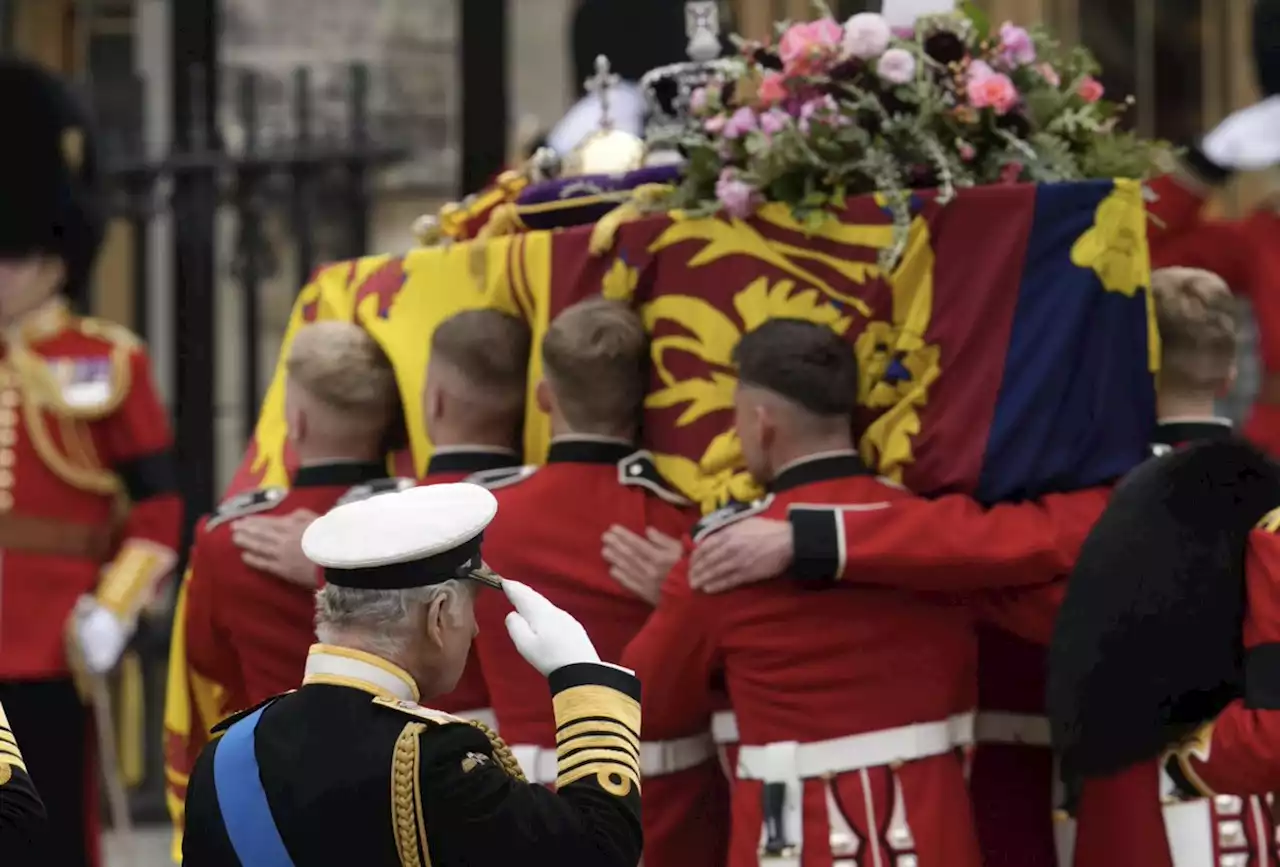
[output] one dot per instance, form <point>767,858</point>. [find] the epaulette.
<point>246,503</point>
<point>731,514</point>
<point>374,488</point>
<point>240,715</point>
<point>639,469</point>
<point>415,710</point>
<point>104,329</point>
<point>502,753</point>
<point>502,477</point>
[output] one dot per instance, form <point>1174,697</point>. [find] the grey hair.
<point>384,620</point>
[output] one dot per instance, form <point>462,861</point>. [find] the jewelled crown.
<point>670,89</point>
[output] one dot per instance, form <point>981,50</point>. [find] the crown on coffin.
<point>670,89</point>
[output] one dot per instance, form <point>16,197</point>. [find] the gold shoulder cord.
<point>407,798</point>
<point>501,752</point>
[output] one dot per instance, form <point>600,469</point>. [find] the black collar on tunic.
<point>818,469</point>
<point>338,474</point>
<point>471,460</point>
<point>589,451</point>
<point>1192,430</point>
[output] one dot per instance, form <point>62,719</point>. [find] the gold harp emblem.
<point>73,149</point>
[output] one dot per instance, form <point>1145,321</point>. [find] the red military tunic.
<point>970,548</point>
<point>1243,252</point>
<point>548,534</point>
<point>850,706</point>
<point>1234,761</point>
<point>470,698</point>
<point>242,635</point>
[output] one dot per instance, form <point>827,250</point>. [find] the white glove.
<point>548,638</point>
<point>101,637</point>
<point>1248,140</point>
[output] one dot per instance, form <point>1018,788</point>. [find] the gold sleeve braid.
<point>10,757</point>
<point>501,752</point>
<point>407,818</point>
<point>598,733</point>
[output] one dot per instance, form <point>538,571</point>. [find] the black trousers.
<point>51,726</point>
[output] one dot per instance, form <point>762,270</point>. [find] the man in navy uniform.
<point>352,769</point>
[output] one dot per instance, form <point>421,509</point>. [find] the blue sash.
<point>242,801</point>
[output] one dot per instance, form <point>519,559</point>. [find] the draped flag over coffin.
<point>1010,351</point>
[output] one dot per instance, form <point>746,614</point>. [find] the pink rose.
<point>698,101</point>
<point>773,122</point>
<point>993,92</point>
<point>735,195</point>
<point>896,65</point>
<point>810,48</point>
<point>1016,48</point>
<point>773,89</point>
<point>867,35</point>
<point>741,123</point>
<point>1091,90</point>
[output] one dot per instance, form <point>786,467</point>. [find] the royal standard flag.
<point>1009,350</point>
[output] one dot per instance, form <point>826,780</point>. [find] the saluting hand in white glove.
<point>548,638</point>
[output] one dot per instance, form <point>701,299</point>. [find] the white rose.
<point>867,35</point>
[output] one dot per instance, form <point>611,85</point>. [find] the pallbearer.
<point>352,769</point>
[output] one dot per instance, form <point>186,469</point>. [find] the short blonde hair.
<point>346,373</point>
<point>1198,327</point>
<point>595,357</point>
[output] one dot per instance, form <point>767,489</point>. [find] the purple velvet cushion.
<point>585,199</point>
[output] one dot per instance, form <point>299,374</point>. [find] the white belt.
<point>725,728</point>
<point>657,757</point>
<point>1000,728</point>
<point>483,715</point>
<point>790,761</point>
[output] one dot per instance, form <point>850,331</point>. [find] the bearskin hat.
<point>50,174</point>
<point>1147,644</point>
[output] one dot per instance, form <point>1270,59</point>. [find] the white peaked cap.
<point>410,538</point>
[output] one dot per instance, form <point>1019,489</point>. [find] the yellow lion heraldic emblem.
<point>711,334</point>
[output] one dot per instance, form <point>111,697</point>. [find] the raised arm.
<point>1239,752</point>
<point>478,812</point>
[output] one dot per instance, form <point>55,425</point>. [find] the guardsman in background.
<point>548,532</point>
<point>22,812</point>
<point>351,769</point>
<point>474,407</point>
<point>82,434</point>
<point>1243,252</point>
<point>241,635</point>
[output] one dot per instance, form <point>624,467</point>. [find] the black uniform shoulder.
<point>443,738</point>
<point>731,514</point>
<point>240,715</point>
<point>502,477</point>
<point>640,470</point>
<point>246,503</point>
<point>374,488</point>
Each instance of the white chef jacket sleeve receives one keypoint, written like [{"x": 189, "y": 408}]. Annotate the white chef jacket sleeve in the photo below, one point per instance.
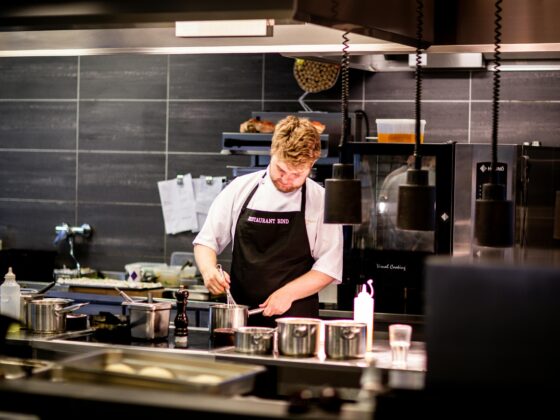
[
  {"x": 328, "y": 250},
  {"x": 328, "y": 247},
  {"x": 216, "y": 231}
]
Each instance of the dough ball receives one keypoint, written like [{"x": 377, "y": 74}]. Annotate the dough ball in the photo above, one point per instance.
[
  {"x": 119, "y": 368},
  {"x": 156, "y": 372},
  {"x": 206, "y": 379}
]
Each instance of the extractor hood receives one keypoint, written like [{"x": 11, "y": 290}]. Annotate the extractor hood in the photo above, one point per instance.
[{"x": 302, "y": 27}]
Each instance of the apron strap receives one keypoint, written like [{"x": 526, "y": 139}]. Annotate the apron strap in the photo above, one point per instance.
[{"x": 254, "y": 190}]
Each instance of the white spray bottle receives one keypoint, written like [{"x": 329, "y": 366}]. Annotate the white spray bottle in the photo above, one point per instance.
[
  {"x": 10, "y": 296},
  {"x": 363, "y": 311}
]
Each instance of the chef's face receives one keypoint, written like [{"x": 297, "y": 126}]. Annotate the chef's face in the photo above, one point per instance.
[{"x": 287, "y": 177}]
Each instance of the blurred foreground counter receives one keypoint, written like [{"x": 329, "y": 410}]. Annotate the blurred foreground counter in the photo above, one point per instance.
[{"x": 286, "y": 385}]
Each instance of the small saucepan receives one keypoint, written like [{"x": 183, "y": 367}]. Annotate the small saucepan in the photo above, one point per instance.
[
  {"x": 223, "y": 315},
  {"x": 254, "y": 340},
  {"x": 49, "y": 315}
]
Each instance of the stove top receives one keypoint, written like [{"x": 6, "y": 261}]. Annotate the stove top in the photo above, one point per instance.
[{"x": 198, "y": 340}]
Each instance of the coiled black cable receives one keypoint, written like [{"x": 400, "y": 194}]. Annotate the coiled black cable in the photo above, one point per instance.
[
  {"x": 344, "y": 75},
  {"x": 496, "y": 89},
  {"x": 418, "y": 77}
]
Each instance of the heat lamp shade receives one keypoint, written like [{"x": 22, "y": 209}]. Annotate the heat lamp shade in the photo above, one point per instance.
[
  {"x": 493, "y": 224},
  {"x": 343, "y": 196},
  {"x": 416, "y": 205},
  {"x": 556, "y": 232}
]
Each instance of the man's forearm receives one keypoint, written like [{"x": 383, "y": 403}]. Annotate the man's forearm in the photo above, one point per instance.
[
  {"x": 205, "y": 258},
  {"x": 307, "y": 284}
]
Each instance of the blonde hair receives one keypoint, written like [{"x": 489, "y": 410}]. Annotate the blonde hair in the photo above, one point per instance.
[{"x": 296, "y": 141}]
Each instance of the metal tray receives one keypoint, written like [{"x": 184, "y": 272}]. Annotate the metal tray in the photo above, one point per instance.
[
  {"x": 14, "y": 368},
  {"x": 189, "y": 374}
]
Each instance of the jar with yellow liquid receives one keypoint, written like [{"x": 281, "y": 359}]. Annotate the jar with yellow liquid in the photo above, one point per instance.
[{"x": 398, "y": 130}]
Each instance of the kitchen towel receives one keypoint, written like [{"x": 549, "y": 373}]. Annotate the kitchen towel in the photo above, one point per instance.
[
  {"x": 178, "y": 205},
  {"x": 206, "y": 188}
]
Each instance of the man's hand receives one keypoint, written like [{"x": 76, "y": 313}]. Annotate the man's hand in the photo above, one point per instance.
[{"x": 277, "y": 303}]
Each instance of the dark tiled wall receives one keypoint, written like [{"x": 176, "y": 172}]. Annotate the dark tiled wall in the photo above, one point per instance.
[{"x": 85, "y": 139}]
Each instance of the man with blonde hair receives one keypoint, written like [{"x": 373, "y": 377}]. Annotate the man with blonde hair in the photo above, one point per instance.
[{"x": 283, "y": 253}]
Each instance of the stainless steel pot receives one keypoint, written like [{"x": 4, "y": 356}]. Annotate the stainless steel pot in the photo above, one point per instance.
[
  {"x": 223, "y": 315},
  {"x": 27, "y": 295},
  {"x": 149, "y": 320},
  {"x": 345, "y": 339},
  {"x": 254, "y": 340},
  {"x": 49, "y": 315},
  {"x": 298, "y": 337}
]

++++++++

Copy the material from the line containing "[output] one dot per instance, form <point>850,331</point>." through the line containing "<point>711,334</point>", switching "peaked cap" to "visored cap" and leaving everything else unchanged.

SOLUTION BELOW →
[output] one dot per instance, form <point>850,331</point>. [find] the bearskin hat.
<point>50,174</point>
<point>1147,644</point>
[output] one dot per instance, form <point>1270,59</point>. [find] the white visored cap.
<point>410,538</point>
[output] one dot per instance, form <point>1019,489</point>. [find] the yellow lion heraldic emblem.
<point>711,334</point>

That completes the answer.